▸ **Task to carry out**:
Update every row below by replacing "Put one point per instance" with "Mark one point for each instance", leaving everything else the same.

▸ **Data supplied**:
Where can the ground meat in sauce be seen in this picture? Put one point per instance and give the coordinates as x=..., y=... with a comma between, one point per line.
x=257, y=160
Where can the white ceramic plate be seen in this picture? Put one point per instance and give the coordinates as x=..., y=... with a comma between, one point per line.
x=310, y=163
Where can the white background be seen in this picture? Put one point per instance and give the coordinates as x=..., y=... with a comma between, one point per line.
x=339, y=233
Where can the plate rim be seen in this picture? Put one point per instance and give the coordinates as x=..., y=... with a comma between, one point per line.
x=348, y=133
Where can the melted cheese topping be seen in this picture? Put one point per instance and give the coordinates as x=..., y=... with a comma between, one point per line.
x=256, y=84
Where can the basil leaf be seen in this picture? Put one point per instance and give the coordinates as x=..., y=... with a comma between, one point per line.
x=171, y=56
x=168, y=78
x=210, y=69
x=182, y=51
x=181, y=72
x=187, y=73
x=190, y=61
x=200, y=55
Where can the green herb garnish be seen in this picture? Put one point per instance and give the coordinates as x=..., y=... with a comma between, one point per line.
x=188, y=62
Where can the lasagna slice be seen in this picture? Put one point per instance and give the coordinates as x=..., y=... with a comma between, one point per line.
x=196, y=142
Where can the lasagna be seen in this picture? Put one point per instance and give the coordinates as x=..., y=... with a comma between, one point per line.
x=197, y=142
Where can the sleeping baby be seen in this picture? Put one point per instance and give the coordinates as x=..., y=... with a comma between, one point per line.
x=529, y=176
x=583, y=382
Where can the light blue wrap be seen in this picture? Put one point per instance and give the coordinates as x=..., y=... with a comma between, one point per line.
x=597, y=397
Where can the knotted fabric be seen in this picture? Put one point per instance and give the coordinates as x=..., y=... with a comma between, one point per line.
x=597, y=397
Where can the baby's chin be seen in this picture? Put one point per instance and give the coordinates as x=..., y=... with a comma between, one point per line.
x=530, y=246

▸ **Response below**:
Where can the ground meat in sauce be seen in this picture? Mark one point for each instance and give the coordinates as x=..., y=... with a comma between, one point per line.
x=257, y=160
Where can the white ceramic plate be seen in this picture? Mark one point for each instance and give the coordinates as x=..., y=... with a comma between, one point per line.
x=310, y=163
Where can the white background be seen in this picture? Mark one point for each instance and give the coordinates as x=..., y=... with a comma between, one point per line.
x=339, y=233
Where can the plate rim be seen in this picture? Mark one point for each instance and give the coordinates as x=..., y=... with a comma between, one point per line.
x=348, y=133
Where can the melted cheese topping be seen in this picture? Mark one point for each instance and give the coordinates as x=..., y=... with a comma between, one point per line.
x=256, y=84
Where can the basil leaf be seen in this picture? Mark one point for each instance and give the coordinates as x=..., y=... with a comma between, one point per line.
x=171, y=56
x=168, y=78
x=210, y=69
x=182, y=51
x=181, y=72
x=187, y=73
x=190, y=61
x=200, y=55
Where can the green herb garnish be seen in this picture? Mark one point for each instance and give the coordinates as x=..., y=... with a comma between, one point per line.
x=188, y=62
Where can the lasagna slice be seen in this picture? Mark one point for each instance and give the coordinates as x=..., y=... with a comma between, one point per line.
x=196, y=142
Where can the lasagna be seen in this picture? Mark one point for each instance and give the coordinates as x=..., y=... with a comma between, one point per line.
x=197, y=142
Where can the sleeping baby be seen in this picture? Mark one point for each instance and give the coordinates as x=..., y=... with a comma between, one point per line.
x=529, y=176
x=583, y=382
Where can the light blue wrap be seen in this picture? Mark one point for each instance and give the coordinates as x=..., y=... with a comma between, one point per line.
x=597, y=397
Where can the knotted fabric be seen in this picture? Mark one point for each instance and give the coordinates as x=..., y=... with a comma between, one point per line.
x=597, y=397
Where can the baby's chin be seen in this picture? Mark one point for each instance and give the coordinates as x=..., y=... with a comma between, one point per line.
x=530, y=246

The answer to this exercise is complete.